* **WHAT IS REQUIRED**:
Below are the entries to work from; restate word for word the portion that opens with the line containing "the red beaded" and closes with the line containing "of the thin", keeping both.

>>

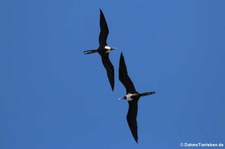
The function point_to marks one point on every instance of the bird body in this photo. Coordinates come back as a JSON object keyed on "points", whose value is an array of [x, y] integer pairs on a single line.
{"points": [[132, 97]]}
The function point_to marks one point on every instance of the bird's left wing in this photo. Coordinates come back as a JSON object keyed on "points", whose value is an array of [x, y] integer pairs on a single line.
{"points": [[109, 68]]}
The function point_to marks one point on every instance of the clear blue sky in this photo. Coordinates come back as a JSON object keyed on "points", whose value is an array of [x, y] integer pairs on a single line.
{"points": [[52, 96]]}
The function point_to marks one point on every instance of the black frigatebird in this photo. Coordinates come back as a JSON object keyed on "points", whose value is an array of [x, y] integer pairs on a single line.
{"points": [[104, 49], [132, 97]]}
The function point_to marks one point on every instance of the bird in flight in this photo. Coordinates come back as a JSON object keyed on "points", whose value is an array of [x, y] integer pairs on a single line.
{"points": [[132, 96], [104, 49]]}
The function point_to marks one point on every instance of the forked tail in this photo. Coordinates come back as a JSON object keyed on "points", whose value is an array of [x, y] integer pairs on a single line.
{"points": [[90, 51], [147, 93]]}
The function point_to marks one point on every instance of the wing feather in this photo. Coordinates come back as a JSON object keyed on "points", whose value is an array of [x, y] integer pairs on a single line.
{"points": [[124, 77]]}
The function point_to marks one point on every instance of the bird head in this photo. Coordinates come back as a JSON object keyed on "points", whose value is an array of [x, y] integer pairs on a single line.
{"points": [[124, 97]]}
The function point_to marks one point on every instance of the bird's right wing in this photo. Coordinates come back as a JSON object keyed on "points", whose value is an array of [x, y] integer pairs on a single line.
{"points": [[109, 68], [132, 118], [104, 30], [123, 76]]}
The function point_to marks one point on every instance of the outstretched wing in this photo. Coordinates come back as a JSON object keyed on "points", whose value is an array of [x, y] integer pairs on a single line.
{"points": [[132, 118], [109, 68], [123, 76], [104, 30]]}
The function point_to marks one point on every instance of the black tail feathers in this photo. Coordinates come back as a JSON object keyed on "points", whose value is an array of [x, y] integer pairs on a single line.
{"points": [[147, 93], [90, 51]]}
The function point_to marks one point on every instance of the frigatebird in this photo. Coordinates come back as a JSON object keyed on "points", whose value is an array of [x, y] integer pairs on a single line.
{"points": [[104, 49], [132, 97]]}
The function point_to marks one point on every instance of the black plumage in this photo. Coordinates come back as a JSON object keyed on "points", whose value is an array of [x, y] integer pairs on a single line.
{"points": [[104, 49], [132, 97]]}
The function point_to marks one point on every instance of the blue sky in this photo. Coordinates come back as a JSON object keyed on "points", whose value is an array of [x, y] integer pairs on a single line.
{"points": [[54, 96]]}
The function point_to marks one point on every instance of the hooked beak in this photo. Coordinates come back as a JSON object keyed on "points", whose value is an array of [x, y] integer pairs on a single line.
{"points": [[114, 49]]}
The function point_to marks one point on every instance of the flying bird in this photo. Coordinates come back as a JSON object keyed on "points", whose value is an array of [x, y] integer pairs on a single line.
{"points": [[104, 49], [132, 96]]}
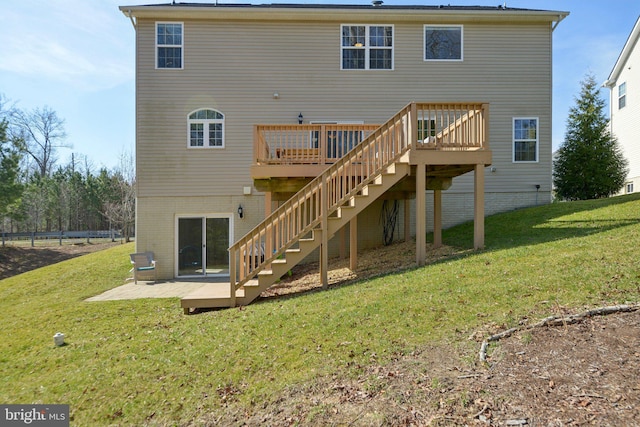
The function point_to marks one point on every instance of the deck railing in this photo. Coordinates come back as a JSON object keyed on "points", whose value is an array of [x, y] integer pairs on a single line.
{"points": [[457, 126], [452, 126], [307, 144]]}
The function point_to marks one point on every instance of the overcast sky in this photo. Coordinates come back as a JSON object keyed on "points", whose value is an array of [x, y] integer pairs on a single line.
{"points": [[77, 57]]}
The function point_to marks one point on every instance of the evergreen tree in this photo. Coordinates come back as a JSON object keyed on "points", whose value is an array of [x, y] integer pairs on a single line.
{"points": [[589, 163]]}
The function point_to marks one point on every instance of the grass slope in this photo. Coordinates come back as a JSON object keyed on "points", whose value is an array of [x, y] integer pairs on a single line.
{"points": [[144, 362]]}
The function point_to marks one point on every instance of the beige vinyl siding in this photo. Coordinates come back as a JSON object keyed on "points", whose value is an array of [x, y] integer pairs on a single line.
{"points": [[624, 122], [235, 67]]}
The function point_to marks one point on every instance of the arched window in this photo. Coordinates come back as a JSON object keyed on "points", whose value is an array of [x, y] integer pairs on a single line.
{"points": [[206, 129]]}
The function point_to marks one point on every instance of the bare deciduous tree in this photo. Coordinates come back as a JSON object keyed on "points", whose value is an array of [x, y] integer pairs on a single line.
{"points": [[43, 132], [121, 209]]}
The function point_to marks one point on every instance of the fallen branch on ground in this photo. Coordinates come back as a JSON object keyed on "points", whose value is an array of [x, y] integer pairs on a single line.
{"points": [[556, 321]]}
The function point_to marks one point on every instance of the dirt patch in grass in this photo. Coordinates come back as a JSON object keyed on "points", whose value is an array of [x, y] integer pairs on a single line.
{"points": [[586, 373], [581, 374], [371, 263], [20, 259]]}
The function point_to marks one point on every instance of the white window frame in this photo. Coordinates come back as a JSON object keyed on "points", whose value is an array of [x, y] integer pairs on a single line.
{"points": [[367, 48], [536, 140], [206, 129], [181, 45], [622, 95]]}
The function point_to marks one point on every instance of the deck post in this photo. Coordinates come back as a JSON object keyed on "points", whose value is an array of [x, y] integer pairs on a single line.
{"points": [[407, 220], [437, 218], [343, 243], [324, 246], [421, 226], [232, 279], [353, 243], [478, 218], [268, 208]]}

<<
>>

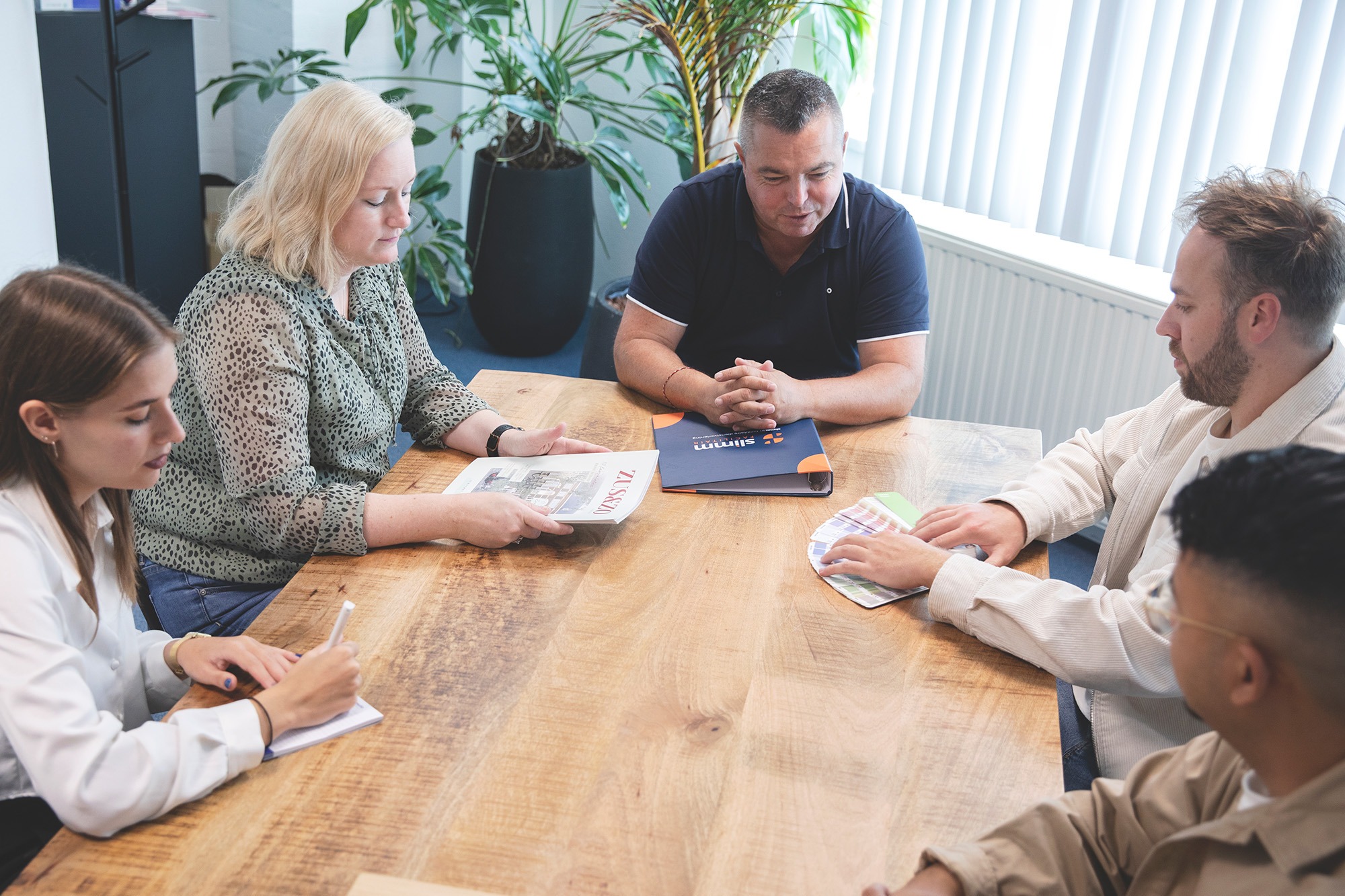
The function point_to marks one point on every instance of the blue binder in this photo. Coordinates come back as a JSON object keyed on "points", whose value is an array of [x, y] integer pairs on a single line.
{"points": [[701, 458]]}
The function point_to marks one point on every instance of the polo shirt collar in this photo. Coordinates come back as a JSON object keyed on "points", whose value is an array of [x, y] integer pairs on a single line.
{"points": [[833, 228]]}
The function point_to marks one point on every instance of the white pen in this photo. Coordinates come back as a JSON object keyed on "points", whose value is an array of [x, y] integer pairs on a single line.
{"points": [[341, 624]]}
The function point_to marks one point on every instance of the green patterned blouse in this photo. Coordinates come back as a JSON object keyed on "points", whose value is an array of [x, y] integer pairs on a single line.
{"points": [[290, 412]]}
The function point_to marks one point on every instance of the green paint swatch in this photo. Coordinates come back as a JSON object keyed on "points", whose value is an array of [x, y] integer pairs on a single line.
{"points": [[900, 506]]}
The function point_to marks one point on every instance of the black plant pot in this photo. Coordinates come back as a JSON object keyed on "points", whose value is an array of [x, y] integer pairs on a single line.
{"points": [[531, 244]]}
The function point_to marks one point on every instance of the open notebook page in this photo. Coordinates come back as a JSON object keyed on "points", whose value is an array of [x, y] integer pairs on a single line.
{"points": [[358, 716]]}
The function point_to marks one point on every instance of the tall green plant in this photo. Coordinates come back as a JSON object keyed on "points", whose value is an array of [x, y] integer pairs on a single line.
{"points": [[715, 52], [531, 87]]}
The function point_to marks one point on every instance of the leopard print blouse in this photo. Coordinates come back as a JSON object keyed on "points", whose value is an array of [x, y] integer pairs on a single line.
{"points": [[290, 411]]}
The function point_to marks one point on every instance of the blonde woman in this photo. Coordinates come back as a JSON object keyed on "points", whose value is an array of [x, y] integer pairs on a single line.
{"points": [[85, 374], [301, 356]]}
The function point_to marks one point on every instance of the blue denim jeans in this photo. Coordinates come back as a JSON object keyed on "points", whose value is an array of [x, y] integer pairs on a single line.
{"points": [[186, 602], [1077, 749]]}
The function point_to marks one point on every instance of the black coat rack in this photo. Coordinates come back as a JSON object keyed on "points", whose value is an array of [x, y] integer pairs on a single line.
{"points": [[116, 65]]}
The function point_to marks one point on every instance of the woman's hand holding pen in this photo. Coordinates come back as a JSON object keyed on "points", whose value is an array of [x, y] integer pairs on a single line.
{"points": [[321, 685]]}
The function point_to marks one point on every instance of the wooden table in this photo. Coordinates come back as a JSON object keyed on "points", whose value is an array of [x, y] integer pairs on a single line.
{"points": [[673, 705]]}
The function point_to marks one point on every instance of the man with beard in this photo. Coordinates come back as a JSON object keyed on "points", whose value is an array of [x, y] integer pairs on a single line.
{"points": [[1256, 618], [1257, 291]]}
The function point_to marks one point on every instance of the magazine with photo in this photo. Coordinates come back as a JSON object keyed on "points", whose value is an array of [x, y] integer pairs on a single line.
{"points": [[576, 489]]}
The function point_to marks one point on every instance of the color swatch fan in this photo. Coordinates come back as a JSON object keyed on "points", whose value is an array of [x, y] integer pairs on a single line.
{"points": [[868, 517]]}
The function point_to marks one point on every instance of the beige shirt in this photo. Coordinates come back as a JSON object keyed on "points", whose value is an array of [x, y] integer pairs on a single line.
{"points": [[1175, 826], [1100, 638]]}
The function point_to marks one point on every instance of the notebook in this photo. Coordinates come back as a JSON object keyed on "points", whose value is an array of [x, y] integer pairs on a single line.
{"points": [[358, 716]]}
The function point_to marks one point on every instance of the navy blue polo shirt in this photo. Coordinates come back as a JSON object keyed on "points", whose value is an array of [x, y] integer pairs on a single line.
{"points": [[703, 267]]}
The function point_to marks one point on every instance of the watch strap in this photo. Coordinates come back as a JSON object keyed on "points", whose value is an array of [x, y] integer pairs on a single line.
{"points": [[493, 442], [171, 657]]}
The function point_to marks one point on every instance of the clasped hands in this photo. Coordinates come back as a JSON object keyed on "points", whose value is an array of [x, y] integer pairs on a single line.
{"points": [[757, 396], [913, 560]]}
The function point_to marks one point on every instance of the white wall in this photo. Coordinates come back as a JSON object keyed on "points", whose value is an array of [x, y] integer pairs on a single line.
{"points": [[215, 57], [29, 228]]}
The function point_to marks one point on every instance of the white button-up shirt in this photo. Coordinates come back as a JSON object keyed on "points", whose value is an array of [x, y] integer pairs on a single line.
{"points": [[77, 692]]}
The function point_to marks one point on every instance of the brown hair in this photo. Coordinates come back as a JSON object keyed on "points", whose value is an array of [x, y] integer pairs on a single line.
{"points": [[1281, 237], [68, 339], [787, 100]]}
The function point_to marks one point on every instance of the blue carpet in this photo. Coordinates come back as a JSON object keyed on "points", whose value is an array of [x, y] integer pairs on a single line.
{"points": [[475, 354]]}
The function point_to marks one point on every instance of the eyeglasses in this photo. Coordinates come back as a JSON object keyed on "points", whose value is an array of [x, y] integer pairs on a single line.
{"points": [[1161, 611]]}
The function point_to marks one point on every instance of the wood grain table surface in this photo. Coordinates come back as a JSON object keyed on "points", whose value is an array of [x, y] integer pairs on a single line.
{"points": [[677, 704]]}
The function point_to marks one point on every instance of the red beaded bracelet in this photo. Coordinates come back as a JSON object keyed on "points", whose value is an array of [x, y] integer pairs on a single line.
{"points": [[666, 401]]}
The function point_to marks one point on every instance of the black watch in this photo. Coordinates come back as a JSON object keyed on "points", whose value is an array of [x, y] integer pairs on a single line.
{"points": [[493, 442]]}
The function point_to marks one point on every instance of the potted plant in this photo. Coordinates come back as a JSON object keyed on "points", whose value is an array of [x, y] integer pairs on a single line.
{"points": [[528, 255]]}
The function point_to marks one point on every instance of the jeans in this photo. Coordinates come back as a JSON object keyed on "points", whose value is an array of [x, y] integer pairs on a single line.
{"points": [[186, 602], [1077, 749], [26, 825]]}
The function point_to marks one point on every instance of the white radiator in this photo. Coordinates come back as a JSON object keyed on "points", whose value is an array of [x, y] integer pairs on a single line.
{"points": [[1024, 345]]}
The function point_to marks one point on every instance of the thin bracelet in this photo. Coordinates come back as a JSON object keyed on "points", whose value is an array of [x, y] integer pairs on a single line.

<<

* **SOLUTION FOR THIS PROBLEM**:
The function point_to marks one point on every instance of the red beaded bracelet in this photo. Coordinates come back as a JSON object keyed on "points", whose value is an array of [x, y] integer pairs on a single line.
{"points": [[666, 401]]}
The function point_to marks one point on every instance of the black watch in this photo. Coordinates come back as a JSON object keyed on "points", whose value is an array of [x, y] integer pairs on a single line.
{"points": [[493, 442]]}
The function point_to marks one point on every instance of the potted plant in this photo. Coordinates come back as a JSON object keyed on "points", whose value is an array of [x, y] integer pairs on a single line.
{"points": [[528, 255]]}
The function point_to marks one point on every instance of the jeans in this photo. Coordinates come back as a JSON object keyed on "points", whose value is an array of [x, y] integer pairs on a single line.
{"points": [[186, 602], [1077, 749], [26, 825]]}
The function point_to marks one point on every instance of the white radiator in this photo. Coordinates come back as a JSON object keyed on "points", whose value is an array of [x, y] integer pairs on a single line.
{"points": [[1024, 345]]}
The function point_to marks one point on every instance of the thin bracelet in this photo. Coordinates come back as a JSON object keyed on "points", whose value is an array of [x, y] integer pairs on a single line.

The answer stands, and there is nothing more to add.